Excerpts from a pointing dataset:
## begin

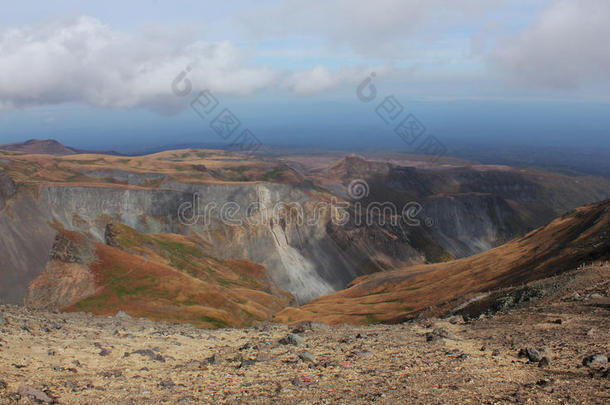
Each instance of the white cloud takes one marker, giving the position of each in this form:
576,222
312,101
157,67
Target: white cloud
566,47
83,60
320,78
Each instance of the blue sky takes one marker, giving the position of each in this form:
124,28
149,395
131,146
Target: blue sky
99,74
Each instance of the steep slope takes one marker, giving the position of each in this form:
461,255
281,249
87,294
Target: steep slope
571,240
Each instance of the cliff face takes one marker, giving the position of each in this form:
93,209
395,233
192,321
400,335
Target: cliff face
464,211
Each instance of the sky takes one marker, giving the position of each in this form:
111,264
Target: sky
124,75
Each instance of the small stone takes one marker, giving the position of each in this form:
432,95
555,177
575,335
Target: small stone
438,334
595,360
213,359
544,362
292,339
247,363
123,315
167,384
534,355
150,354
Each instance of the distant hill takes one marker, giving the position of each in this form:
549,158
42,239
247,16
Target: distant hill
579,237
46,147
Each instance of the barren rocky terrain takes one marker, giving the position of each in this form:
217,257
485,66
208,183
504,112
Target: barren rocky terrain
81,358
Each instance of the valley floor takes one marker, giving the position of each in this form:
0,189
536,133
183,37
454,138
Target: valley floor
79,358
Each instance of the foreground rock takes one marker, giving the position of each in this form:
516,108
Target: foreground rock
388,364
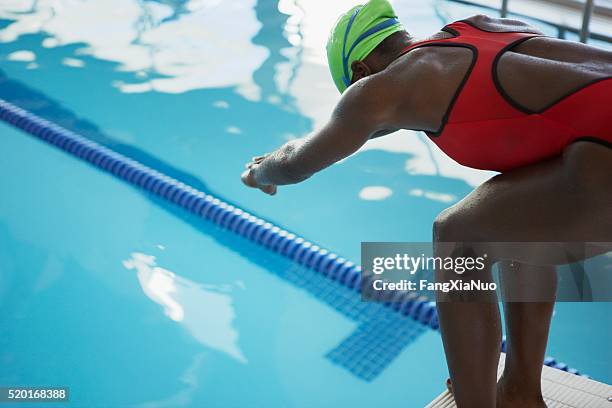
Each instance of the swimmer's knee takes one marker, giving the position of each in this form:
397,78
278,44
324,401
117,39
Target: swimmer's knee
449,227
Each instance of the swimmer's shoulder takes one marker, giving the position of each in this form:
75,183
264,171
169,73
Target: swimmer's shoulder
500,25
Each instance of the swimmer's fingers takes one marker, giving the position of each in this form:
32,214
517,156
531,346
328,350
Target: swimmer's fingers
249,181
259,159
270,190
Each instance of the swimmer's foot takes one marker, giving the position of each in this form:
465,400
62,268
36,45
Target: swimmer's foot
506,399
512,397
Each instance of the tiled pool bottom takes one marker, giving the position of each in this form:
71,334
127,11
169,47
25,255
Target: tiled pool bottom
85,304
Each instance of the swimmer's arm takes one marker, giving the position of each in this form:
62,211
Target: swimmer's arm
358,116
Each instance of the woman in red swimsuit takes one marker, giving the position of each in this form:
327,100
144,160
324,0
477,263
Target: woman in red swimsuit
493,94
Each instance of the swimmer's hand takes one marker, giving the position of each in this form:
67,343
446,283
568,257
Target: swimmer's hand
248,177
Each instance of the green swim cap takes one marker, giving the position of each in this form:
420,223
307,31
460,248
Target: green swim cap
355,35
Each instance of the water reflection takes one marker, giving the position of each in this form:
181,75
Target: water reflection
173,46
207,311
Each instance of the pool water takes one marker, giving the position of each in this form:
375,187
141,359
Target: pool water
131,302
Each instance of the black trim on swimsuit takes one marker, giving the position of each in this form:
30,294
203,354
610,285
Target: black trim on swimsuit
593,139
449,109
517,105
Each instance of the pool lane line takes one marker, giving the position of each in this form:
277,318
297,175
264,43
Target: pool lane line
220,213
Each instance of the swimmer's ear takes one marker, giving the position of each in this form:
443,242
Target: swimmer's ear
360,70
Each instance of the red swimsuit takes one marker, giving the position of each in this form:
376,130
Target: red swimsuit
483,128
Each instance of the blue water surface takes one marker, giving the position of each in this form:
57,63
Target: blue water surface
131,302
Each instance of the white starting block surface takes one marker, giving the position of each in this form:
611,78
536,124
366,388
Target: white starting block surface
560,390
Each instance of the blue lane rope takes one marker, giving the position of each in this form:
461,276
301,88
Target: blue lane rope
222,214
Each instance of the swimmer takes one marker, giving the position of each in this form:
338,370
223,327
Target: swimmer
493,94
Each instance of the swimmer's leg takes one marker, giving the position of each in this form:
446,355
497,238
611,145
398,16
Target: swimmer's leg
563,200
527,326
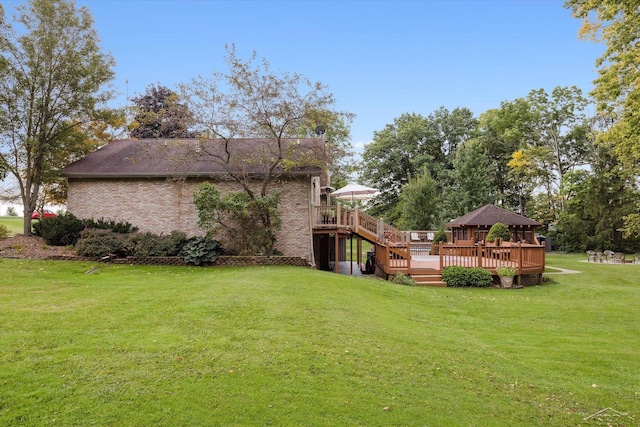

## end

§ **GIVEN PROBLEM**
Count the lines in the rows above that contain the word "woman", and reply with the number alone.

§ **TASK ANSWER**
2